--- BEGIN ---

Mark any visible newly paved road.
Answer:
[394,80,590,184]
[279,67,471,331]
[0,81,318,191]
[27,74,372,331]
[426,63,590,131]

--- END ---
--- BEGIN ---

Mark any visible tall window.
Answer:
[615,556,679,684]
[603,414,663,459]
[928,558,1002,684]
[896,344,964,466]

--- END ---
--- BEGIN ---

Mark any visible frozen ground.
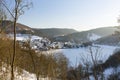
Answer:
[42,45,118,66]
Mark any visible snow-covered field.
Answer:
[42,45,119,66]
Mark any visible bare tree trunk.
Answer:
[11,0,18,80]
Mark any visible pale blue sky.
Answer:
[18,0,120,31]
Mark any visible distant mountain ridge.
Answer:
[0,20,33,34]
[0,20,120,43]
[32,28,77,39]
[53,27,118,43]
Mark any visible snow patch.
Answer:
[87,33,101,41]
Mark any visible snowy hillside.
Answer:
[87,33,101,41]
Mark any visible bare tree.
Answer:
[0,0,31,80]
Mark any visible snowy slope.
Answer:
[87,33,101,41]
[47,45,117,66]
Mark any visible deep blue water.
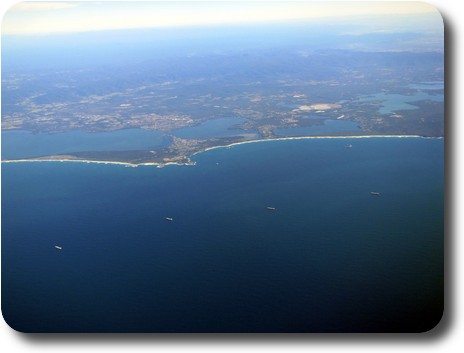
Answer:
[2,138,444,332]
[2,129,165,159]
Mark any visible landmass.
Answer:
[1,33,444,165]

--- END ---

● **The exercise**
Write the rows from the line containing "Mark any visible distant mountain ridge." down to the line containing "[1,33,444,165]", both ends included, as a JSON list of strings with one string per line and no blank lines. Leave out the pictures.

● **Full response**
[
  "Mark any visible distant mountain ridge.",
  "Answer:",
  "[0,20,33,34]",
  "[0,20,120,43]",
  "[32,28,77,39]",
  "[53,27,118,43]",
  "Mark any visible snow patch.",
  "Answer:",
  "[87,33,101,41]",
  "Mark any visible snowy hillside.",
  "Answer:",
  "[87,33,101,41]",
  "Mark any visible bare tree.",
  "Answer:",
  "[0,0,31,80]",
  "Mark any visible snowy slope.",
  "Answer:",
  "[87,33,101,41]",
  "[47,45,117,66]",
  "Mark any visible deep blue water.",
  "Answer:",
  "[2,138,444,332]",
  "[2,129,165,159]",
  "Mark any visible landmass.",
  "Answer:",
  "[1,33,444,165]"
]